## Your assignment
Set down every entry exactly as it was written.

****

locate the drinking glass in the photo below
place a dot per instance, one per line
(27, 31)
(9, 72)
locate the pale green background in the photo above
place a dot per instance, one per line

****

## Exercise response
locate the drinking glass in the photo below
place a dot per instance, one per line
(27, 31)
(9, 72)
locate the pale green background in the photo above
place a dot per instance, one per line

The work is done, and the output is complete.